## EXERCISE:
Rewrite the rows from the line containing "of the satellite" through the last row, changing "uniform sleeve" to "jacket sleeve" and leaving everything else untouched.

## DATA FOR THE TASK:

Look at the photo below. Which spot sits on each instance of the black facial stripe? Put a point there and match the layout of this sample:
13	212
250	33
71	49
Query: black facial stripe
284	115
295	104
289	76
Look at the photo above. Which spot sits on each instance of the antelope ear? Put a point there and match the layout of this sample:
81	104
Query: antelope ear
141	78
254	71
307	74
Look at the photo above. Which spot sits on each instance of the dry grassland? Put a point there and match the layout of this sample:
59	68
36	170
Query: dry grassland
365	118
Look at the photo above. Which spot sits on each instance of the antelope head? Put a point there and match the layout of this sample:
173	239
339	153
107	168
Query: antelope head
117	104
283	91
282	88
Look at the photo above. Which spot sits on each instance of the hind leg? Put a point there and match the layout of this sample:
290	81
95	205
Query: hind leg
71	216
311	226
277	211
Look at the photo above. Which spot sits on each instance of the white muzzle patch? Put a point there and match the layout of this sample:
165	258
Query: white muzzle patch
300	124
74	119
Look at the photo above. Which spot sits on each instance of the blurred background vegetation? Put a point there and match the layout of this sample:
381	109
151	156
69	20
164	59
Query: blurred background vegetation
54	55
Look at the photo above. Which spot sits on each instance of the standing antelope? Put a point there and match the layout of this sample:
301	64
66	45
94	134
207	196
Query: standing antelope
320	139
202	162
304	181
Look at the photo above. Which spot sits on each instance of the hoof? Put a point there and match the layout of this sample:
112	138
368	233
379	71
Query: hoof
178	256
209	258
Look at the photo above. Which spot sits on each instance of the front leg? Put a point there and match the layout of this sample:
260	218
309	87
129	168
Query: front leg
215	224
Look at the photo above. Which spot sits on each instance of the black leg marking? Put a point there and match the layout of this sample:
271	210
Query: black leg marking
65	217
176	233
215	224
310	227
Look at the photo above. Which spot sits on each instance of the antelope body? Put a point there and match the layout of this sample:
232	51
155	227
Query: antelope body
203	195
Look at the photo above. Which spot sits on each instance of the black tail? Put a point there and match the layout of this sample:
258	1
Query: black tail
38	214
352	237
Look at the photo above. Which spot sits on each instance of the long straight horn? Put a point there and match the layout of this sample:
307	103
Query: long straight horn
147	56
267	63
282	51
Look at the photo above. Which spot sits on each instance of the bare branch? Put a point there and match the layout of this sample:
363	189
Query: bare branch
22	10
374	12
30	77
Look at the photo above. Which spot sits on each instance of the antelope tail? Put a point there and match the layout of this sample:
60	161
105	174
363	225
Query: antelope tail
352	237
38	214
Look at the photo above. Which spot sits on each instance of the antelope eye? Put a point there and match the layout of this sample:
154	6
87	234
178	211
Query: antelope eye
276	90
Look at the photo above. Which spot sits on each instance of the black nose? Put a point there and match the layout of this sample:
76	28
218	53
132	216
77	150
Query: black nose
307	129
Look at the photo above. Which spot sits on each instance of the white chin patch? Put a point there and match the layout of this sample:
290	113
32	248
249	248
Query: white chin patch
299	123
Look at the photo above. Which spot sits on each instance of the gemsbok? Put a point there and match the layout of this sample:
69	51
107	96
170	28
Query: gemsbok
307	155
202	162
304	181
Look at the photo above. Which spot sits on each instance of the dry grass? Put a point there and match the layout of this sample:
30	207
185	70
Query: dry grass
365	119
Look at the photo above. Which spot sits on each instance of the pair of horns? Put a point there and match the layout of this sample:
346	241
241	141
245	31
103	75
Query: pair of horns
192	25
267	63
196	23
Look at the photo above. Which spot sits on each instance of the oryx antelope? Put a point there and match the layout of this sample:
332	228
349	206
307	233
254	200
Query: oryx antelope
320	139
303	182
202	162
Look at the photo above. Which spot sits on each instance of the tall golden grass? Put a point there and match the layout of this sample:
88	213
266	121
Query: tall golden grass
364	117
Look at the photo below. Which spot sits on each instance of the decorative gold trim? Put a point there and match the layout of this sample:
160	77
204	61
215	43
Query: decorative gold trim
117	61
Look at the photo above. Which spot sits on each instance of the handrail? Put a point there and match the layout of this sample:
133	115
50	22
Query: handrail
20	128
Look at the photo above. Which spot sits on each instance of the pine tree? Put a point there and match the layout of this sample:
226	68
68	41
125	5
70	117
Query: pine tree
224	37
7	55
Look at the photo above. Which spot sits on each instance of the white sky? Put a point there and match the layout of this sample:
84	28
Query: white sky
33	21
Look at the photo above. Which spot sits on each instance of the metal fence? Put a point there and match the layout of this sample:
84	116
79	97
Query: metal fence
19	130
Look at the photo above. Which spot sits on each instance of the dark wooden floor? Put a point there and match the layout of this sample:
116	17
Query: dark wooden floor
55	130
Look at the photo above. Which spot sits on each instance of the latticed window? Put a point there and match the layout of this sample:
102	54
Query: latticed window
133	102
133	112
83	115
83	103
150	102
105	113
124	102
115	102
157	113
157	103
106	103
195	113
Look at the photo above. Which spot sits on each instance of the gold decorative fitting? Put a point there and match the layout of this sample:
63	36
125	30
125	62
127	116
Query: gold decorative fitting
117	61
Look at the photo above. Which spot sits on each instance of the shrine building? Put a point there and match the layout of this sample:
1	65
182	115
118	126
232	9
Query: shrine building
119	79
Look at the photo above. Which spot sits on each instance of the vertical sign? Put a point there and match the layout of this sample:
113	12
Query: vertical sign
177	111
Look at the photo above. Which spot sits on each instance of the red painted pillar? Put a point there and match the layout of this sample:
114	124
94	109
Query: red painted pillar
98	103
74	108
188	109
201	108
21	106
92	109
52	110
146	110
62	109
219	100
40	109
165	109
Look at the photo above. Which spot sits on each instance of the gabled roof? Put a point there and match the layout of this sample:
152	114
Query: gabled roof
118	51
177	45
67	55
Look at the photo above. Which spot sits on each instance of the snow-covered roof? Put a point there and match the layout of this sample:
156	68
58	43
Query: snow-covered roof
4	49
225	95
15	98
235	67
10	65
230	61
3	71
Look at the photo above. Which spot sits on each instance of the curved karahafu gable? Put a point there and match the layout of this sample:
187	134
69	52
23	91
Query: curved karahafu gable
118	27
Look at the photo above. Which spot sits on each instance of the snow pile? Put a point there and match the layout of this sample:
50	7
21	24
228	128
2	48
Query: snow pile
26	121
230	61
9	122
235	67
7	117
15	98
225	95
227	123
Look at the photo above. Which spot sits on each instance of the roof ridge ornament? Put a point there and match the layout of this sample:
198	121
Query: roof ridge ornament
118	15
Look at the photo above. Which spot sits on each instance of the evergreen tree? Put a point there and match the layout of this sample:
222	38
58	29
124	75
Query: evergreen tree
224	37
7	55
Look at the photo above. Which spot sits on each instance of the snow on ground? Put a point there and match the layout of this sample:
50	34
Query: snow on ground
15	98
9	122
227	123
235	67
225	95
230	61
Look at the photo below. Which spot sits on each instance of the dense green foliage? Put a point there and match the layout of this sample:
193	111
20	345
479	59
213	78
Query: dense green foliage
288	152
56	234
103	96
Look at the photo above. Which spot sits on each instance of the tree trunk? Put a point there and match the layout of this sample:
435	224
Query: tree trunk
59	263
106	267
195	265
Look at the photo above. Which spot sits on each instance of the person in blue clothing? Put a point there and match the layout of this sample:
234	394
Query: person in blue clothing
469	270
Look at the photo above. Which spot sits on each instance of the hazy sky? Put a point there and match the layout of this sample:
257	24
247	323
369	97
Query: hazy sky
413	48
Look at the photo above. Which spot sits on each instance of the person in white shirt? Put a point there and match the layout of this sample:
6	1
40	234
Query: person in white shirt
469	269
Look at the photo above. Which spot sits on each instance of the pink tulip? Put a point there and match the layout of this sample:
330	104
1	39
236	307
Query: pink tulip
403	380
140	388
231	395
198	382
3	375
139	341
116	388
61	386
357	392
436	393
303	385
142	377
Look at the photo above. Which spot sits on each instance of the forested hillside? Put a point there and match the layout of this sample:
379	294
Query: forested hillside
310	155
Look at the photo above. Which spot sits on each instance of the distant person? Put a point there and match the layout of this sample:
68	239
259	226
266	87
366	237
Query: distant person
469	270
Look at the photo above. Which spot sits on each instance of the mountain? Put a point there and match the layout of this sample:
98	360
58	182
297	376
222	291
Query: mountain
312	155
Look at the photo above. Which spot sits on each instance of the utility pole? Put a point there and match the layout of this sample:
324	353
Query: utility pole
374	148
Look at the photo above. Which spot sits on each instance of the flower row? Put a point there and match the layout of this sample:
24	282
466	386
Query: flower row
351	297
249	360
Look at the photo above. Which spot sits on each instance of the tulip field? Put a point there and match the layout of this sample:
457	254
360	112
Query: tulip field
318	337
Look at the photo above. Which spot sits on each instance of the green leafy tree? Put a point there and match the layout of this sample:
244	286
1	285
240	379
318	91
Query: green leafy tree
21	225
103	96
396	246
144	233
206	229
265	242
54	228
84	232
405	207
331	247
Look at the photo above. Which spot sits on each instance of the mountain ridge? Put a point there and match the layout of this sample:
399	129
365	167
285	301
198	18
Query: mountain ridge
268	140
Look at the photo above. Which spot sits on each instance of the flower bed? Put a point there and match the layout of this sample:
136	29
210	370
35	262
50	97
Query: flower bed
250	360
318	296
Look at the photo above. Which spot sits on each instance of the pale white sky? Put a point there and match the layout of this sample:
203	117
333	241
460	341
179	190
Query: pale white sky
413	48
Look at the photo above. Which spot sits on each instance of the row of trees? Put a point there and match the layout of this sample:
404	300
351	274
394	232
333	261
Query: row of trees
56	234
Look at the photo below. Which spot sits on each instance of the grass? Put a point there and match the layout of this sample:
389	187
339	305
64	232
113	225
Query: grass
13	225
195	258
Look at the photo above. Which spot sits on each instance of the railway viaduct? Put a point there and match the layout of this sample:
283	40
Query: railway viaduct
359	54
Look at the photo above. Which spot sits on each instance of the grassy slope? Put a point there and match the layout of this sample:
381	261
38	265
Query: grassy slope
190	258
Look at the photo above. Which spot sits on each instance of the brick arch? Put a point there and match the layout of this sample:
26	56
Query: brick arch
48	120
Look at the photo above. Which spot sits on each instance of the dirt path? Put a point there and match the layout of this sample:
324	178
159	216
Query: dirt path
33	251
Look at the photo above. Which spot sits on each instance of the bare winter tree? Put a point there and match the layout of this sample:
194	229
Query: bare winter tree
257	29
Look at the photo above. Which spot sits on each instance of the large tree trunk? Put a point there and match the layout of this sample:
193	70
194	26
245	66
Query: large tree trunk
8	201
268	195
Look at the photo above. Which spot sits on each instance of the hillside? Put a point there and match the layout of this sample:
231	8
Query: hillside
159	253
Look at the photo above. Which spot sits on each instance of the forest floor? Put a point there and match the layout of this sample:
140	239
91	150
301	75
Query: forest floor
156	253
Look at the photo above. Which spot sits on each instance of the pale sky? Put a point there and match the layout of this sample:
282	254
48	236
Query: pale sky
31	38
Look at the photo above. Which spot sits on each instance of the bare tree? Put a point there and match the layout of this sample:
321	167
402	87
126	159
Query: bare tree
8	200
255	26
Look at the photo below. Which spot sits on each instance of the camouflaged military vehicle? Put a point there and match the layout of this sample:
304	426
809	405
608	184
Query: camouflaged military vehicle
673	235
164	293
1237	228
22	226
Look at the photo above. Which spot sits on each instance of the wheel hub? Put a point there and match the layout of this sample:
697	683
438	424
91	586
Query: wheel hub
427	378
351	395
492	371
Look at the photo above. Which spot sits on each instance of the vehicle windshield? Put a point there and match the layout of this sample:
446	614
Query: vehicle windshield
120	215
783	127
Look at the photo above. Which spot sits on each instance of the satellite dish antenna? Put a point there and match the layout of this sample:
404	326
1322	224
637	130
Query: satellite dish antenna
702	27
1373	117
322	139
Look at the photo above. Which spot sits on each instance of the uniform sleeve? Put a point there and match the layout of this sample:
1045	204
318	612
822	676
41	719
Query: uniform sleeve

## IN RESPONSE:
Look at the photo above. Which spot sits on each instance of the satellite dish antenna? Put a point there and match the layout of this sample:
404	326
1322	224
637	130
Query: satellite dish antenna
702	27
1373	117
322	139
Look at the photo above. Which spot sits on each instance of the jacket sleeve? Put a point there and match the layout of this sample:
1045	204
318	612
822	676
41	719
Query: jacket sleeve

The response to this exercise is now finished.